Put every line of the items below into a numbered list, skipping any blank lines.
* begin *
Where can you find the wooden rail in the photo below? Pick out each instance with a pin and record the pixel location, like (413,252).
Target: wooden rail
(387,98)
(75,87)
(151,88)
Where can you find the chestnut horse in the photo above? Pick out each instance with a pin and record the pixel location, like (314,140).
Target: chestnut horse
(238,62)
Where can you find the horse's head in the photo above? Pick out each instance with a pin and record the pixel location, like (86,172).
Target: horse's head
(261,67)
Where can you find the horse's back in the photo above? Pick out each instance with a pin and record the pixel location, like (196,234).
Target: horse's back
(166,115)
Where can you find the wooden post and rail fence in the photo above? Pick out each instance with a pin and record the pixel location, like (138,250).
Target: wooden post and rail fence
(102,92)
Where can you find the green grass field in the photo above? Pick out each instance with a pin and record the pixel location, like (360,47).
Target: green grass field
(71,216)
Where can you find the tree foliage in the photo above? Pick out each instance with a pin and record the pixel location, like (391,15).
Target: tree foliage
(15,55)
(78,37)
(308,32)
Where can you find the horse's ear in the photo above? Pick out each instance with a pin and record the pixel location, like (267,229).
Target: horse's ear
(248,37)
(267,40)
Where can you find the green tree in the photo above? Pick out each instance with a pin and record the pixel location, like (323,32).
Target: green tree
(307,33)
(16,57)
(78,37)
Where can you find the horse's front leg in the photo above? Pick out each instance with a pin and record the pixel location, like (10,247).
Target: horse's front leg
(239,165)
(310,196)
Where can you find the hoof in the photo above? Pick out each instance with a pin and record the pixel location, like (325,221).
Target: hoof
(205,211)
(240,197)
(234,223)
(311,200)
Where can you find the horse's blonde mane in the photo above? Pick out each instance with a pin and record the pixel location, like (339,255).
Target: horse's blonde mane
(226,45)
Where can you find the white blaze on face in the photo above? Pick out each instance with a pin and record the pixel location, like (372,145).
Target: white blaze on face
* end *
RESULT
1. Where can you find the wooden rail in the photo below? Pick out each instance with a pin and record the pixel location, like (413,252).
2. Target: wooden rail
3. (387,98)
4. (75,87)
5. (151,88)
6. Where can you find the chestnut horse in the photo above? Pick out each instance with a pin and record the pixel location, like (314,140).
7. Target: chestnut horse
8. (238,62)
9. Where can you find the horse's head in the photo above? Pick out each instance with a pin and record the pixel location, like (86,172).
10. Target: horse's head
11. (261,67)
12. Where can you find the horse's back in the photo above? Pick out each instance with a pin and record the pixel location, like (196,234).
13. Target: horse's back
14. (166,115)
15. Where can you find the wooden post and rail fence in the photo above? Pick out each instance with a pin and record the pixel location, like (138,250).
16. Target: wooden post and rail fence
17. (102,92)
18. Where can you find the green grass field in the photo above? Pick out each instance with a pin and record the pixel location, like (360,47).
19. Target: green grass field
20. (71,216)
21. Where can you find the tree foliage in the photo above? Pick out each instance with a pin and record the pixel location, like (391,15).
22. Target: tree foliage
23. (15,55)
24. (78,37)
25. (308,32)
26. Where can you find the horse's ear in the photo above? Pick out each instance with a pin and record the pixel location, like (267,229).
27. Target: horse's ear
28. (248,37)
29. (267,40)
30. Where can you find the green tree in the photo above? Pick out each instance with a pin and record the pixel location, like (323,32).
31. Target: green tree
32. (307,33)
33. (16,57)
34. (78,37)
35. Where can you find the horse's front leg in the photo above? Pick out each instance with a pin and record the pixel location, like (10,247).
36. Target: horse's front leg
37. (239,165)
38. (310,196)
39. Where can you find the hoof in the photo above? Pick out each instance with a pin and record the pixel location, like (325,221).
40. Target: hoof
41. (205,211)
42. (240,197)
43. (234,223)
44. (311,200)
45. Where can you find the horse's blonde mane in the photo above? Pick out each instance with a pin and record the pixel location, like (339,255).
46. Target: horse's blonde mane
47. (226,45)
48. Where can you find the white blaze on face in the photo above? Pick out each instance with a pin and record the pixel location, like (372,145).
49. Target: white blaze on face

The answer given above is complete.